● **TO BE DONE**
Would you repeat word for word the rows below, starting at the line that contains "Objective: one point per instance of the canopy" and running through the end of the rows, with both that first line and the final line included?

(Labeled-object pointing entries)

--- START ---

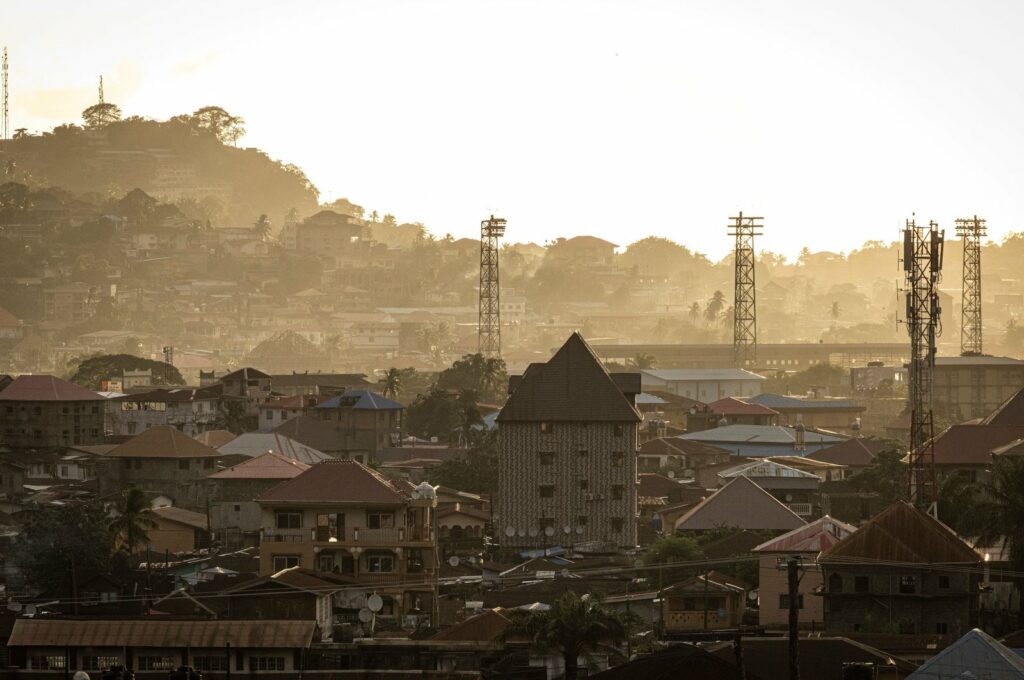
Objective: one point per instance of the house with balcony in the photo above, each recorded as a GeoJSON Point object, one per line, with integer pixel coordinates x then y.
{"type": "Point", "coordinates": [342, 517]}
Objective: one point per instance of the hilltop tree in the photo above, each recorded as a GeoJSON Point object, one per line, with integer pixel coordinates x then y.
{"type": "Point", "coordinates": [101, 115]}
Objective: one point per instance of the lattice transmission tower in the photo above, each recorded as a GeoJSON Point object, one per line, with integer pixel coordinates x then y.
{"type": "Point", "coordinates": [489, 323]}
{"type": "Point", "coordinates": [971, 229]}
{"type": "Point", "coordinates": [744, 315]}
{"type": "Point", "coordinates": [923, 267]}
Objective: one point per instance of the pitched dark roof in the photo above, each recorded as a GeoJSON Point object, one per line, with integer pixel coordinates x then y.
{"type": "Point", "coordinates": [336, 481]}
{"type": "Point", "coordinates": [46, 388]}
{"type": "Point", "coordinates": [856, 453]}
{"type": "Point", "coordinates": [163, 441]}
{"type": "Point", "coordinates": [1010, 412]}
{"type": "Point", "coordinates": [572, 386]}
{"type": "Point", "coordinates": [363, 399]}
{"type": "Point", "coordinates": [311, 432]}
{"type": "Point", "coordinates": [901, 533]}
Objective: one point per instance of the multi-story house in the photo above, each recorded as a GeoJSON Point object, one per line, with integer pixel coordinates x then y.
{"type": "Point", "coordinates": [46, 412]}
{"type": "Point", "coordinates": [189, 410]}
{"type": "Point", "coordinates": [903, 570]}
{"type": "Point", "coordinates": [343, 517]}
{"type": "Point", "coordinates": [567, 440]}
{"type": "Point", "coordinates": [249, 384]}
{"type": "Point", "coordinates": [367, 422]}
{"type": "Point", "coordinates": [162, 461]}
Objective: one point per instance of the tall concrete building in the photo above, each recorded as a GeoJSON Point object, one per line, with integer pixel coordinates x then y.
{"type": "Point", "coordinates": [567, 440]}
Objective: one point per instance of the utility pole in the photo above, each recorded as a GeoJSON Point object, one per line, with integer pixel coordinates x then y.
{"type": "Point", "coordinates": [744, 320]}
{"type": "Point", "coordinates": [488, 327]}
{"type": "Point", "coordinates": [971, 229]}
{"type": "Point", "coordinates": [923, 266]}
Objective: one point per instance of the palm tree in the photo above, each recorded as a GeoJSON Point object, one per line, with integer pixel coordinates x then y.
{"type": "Point", "coordinates": [392, 382]}
{"type": "Point", "coordinates": [134, 518]}
{"type": "Point", "coordinates": [998, 517]}
{"type": "Point", "coordinates": [572, 626]}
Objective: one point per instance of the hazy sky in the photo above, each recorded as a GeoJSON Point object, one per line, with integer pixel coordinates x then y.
{"type": "Point", "coordinates": [834, 120]}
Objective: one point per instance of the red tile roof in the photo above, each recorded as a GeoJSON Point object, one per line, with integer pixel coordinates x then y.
{"type": "Point", "coordinates": [336, 481]}
{"type": "Point", "coordinates": [163, 441]}
{"type": "Point", "coordinates": [901, 533]}
{"type": "Point", "coordinates": [46, 388]}
{"type": "Point", "coordinates": [267, 466]}
{"type": "Point", "coordinates": [730, 406]}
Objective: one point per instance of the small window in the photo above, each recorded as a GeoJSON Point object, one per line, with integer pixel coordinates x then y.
{"type": "Point", "coordinates": [285, 561]}
{"type": "Point", "coordinates": [289, 520]}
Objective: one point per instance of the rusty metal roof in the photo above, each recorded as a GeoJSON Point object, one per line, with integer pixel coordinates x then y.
{"type": "Point", "coordinates": [196, 634]}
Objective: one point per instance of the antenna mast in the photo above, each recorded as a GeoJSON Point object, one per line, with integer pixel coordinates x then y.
{"type": "Point", "coordinates": [970, 229]}
{"type": "Point", "coordinates": [923, 266]}
{"type": "Point", "coordinates": [744, 315]}
{"type": "Point", "coordinates": [489, 321]}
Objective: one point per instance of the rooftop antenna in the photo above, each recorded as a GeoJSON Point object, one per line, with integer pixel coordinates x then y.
{"type": "Point", "coordinates": [489, 322]}
{"type": "Point", "coordinates": [923, 266]}
{"type": "Point", "coordinates": [744, 319]}
{"type": "Point", "coordinates": [971, 229]}
{"type": "Point", "coordinates": [5, 124]}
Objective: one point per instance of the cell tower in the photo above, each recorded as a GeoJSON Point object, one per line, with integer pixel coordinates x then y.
{"type": "Point", "coordinates": [744, 315]}
{"type": "Point", "coordinates": [489, 325]}
{"type": "Point", "coordinates": [5, 124]}
{"type": "Point", "coordinates": [923, 266]}
{"type": "Point", "coordinates": [971, 229]}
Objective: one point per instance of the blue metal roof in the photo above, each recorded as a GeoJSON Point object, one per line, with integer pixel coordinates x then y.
{"type": "Point", "coordinates": [364, 399]}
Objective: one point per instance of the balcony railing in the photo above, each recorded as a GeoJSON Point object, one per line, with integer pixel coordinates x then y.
{"type": "Point", "coordinates": [353, 535]}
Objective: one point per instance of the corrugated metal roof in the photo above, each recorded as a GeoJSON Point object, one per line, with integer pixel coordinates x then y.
{"type": "Point", "coordinates": [165, 634]}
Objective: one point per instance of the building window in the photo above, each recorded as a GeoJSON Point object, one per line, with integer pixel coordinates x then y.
{"type": "Point", "coordinates": [99, 663]}
{"type": "Point", "coordinates": [289, 520]}
{"type": "Point", "coordinates": [783, 601]}
{"type": "Point", "coordinates": [48, 663]}
{"type": "Point", "coordinates": [380, 520]}
{"type": "Point", "coordinates": [285, 561]}
{"type": "Point", "coordinates": [156, 663]}
{"type": "Point", "coordinates": [266, 663]}
{"type": "Point", "coordinates": [218, 663]}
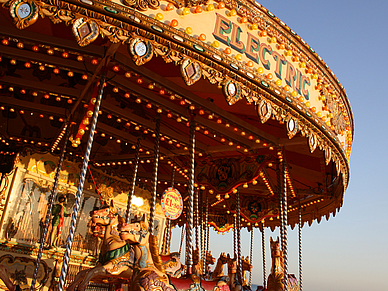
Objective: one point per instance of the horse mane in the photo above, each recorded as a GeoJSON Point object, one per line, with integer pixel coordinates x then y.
{"type": "Point", "coordinates": [155, 253]}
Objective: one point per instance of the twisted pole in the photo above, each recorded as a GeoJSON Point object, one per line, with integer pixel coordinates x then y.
{"type": "Point", "coordinates": [167, 240]}
{"type": "Point", "coordinates": [263, 251]}
{"type": "Point", "coordinates": [189, 230]}
{"type": "Point", "coordinates": [132, 191]}
{"type": "Point", "coordinates": [284, 222]}
{"type": "Point", "coordinates": [206, 223]}
{"type": "Point", "coordinates": [76, 207]}
{"type": "Point", "coordinates": [239, 271]}
{"type": "Point", "coordinates": [196, 218]}
{"type": "Point", "coordinates": [50, 208]}
{"type": "Point", "coordinates": [250, 258]}
{"type": "Point", "coordinates": [155, 174]}
{"type": "Point", "coordinates": [300, 247]}
{"type": "Point", "coordinates": [202, 231]}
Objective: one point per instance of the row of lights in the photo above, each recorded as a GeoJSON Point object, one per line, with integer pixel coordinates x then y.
{"type": "Point", "coordinates": [306, 204]}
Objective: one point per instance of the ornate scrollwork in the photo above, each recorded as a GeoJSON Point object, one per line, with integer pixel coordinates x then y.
{"type": "Point", "coordinates": [23, 12]}
{"type": "Point", "coordinates": [141, 50]}
{"type": "Point", "coordinates": [264, 110]}
{"type": "Point", "coordinates": [142, 5]}
{"type": "Point", "coordinates": [85, 31]}
{"type": "Point", "coordinates": [191, 71]}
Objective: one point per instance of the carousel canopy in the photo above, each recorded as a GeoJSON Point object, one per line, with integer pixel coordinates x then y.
{"type": "Point", "coordinates": [258, 94]}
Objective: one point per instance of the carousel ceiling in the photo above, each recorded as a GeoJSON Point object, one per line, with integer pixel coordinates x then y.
{"type": "Point", "coordinates": [47, 76]}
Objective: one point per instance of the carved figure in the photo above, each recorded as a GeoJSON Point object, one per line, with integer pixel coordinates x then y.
{"type": "Point", "coordinates": [234, 283]}
{"type": "Point", "coordinates": [59, 213]}
{"type": "Point", "coordinates": [246, 266]}
{"type": "Point", "coordinates": [117, 257]}
{"type": "Point", "coordinates": [275, 280]}
{"type": "Point", "coordinates": [173, 265]}
{"type": "Point", "coordinates": [218, 270]}
{"type": "Point", "coordinates": [148, 271]}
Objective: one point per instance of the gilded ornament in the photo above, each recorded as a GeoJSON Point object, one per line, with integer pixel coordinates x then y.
{"type": "Point", "coordinates": [190, 71]}
{"type": "Point", "coordinates": [23, 12]}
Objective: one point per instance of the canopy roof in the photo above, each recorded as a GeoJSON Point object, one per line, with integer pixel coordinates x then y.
{"type": "Point", "coordinates": [256, 91]}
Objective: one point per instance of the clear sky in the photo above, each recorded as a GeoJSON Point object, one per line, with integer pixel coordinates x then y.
{"type": "Point", "coordinates": [350, 251]}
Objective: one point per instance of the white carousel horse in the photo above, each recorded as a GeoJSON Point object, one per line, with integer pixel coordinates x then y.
{"type": "Point", "coordinates": [275, 280]}
{"type": "Point", "coordinates": [233, 282]}
{"type": "Point", "coordinates": [117, 257]}
{"type": "Point", "coordinates": [246, 266]}
{"type": "Point", "coordinates": [148, 272]}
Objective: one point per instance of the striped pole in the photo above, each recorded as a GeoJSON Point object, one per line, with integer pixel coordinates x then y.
{"type": "Point", "coordinates": [155, 174]}
{"type": "Point", "coordinates": [50, 208]}
{"type": "Point", "coordinates": [66, 257]}
{"type": "Point", "coordinates": [189, 213]}
{"type": "Point", "coordinates": [132, 191]}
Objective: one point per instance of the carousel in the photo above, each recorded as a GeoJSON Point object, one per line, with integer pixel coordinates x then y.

--- END ---

● **EXERCISE RESPONSE**
Objective: one point per instance of the canopy roof in the photo above, each recorded as a GeoJSON Point object, one per line, with integer pixel coordinates x then y.
{"type": "Point", "coordinates": [256, 91]}
Objective: one point per instance of the clear sky in the photo above, each recorded as a GeoJSON Point object, one per line, with integer pixel coordinates x then y.
{"type": "Point", "coordinates": [350, 251]}
Objective: one point per instance of the white carousel horse in the photo above, each recorded as a GeoJSON Point object, one per line, with integer pixel coordinates x then y.
{"type": "Point", "coordinates": [275, 280]}
{"type": "Point", "coordinates": [233, 282]}
{"type": "Point", "coordinates": [117, 257]}
{"type": "Point", "coordinates": [246, 266]}
{"type": "Point", "coordinates": [148, 272]}
Objective: one point per instance of the striped pole in the photo above, each recorded as a GeoJSON Point object, one per line, with integer pixel coordinates x then y.
{"type": "Point", "coordinates": [155, 174]}
{"type": "Point", "coordinates": [50, 208]}
{"type": "Point", "coordinates": [66, 257]}
{"type": "Point", "coordinates": [189, 213]}
{"type": "Point", "coordinates": [132, 191]}
Objective: one point per instance of the carousel in the photo above, each recorded as a GeoJSON Point object, one per line, with integer pixel coordinates x then y.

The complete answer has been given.